• [SELECTED PASSAGE]:
:::
The Phnom Penh Post

Biden’s ‘Buy American’ mandate aims to spur US manufactur­ing

-

US PRESIDENT Joe Biden signed an executive order on January 25 giving domestic companies and products priority in contractin­g with the federal government, as the new administra­tion attempts to spur domestic manufactur­ing.

The order is aimed at boosting national production and saving industrial jobs by increasing investment­s in factories and workers, and comes after Biden promised on the campaign trail to “build back better” as the US economy struggles through the Covid19 pandemic.

Washington spends $600 billion each year on contracts, and the order tightens loopholes that allow federal agencies to buy products stamped “Made in America” but which are often manufactur­ed by companies that only produce a small portion of their products in the US.

Biden said: “American manufactur­ing was the arsenal of democracy in World War II, and it must be part of the engine of American prosperity now. That means we are going to use taxpayer money to rebuild America.”

But the order risks running up against the country’s outsourced supply chains and also rankling US trading partners, most notably Canada.

The US and its southern neighbour Mexico along with Canada are all part of a free trade agreement that took effect last year, and Canadian Prime Minister Justin Trudeau raised the “Buy American” policy in a recent phone call with Biden, Deputy Prime Minister Chrystia Freeland said on January 25.

However, she noted that the US “sells more to Canada than it does to China, Japan and the UK combined. And what we are really going to focus on in our work with the Biden administra­tion is those win-wins”.
:::
• [TASK A]: Please give the news article again, starting with "Biden’s ‘Buy American’" and going on through "spur domestic manufactur­ing.", changing "federal government" to "national government".
• [TASK B]: List every country other than the US that the news article names.
• [TASK C]: According to the news article, how much does Washington spend on contracts each year?

• [DATA]:
:::
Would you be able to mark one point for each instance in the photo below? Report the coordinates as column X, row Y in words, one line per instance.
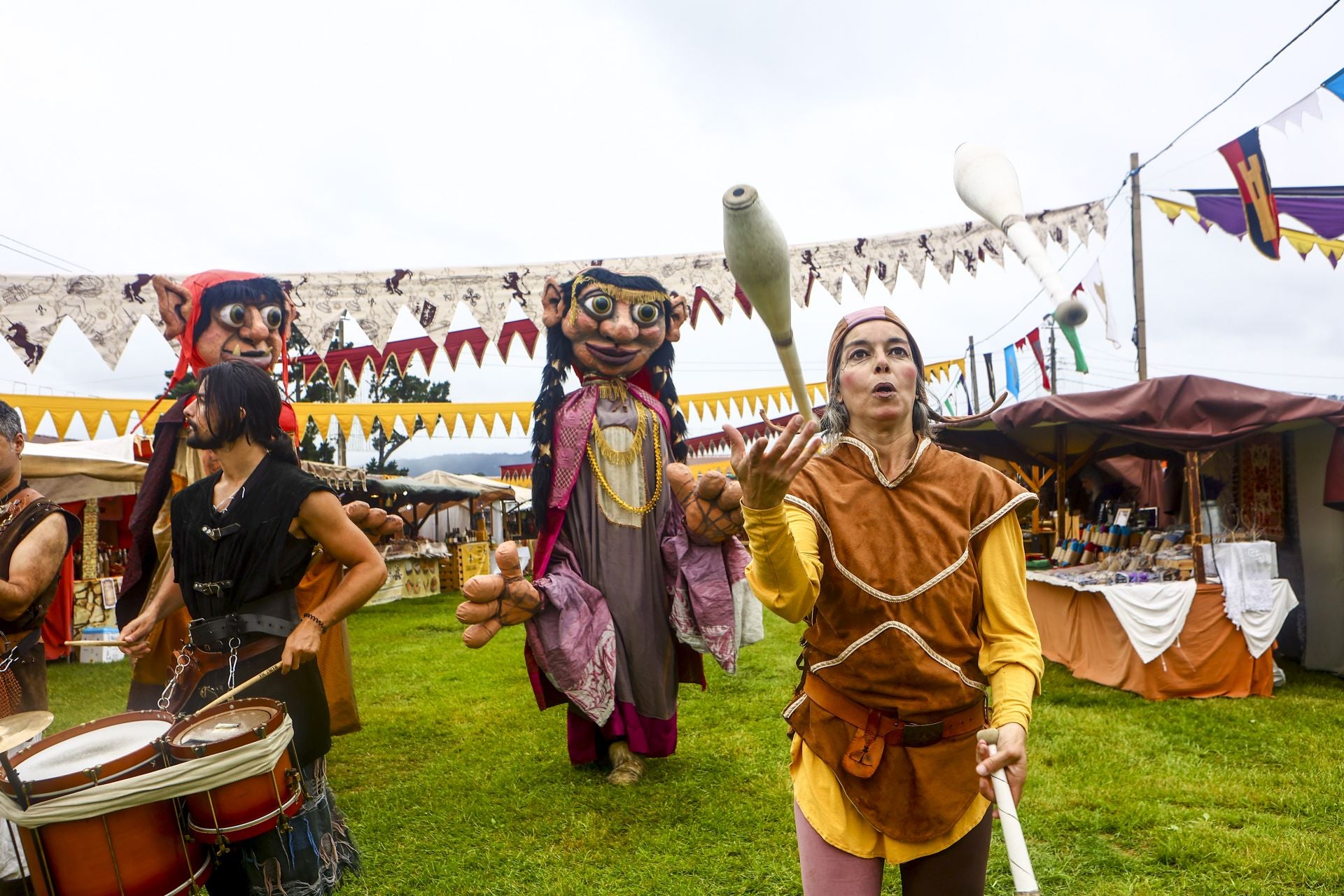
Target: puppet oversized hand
:::
• [ANSWER AREA A]:
Biden’s ‘Buy American’ mandate aims to spur US manufactur­ing

-

US PRESIDENT Joe Biden signed an executive order on January 25 giving domestic companies and products priority in contractin­g with the national government, as the new administra­tion attempts to spur domestic manufactur­ing.

• [ANSWER AREA B]: Canada, Mexico, China, Japan, the UK

• [ANSWER AREA C]: $600 billion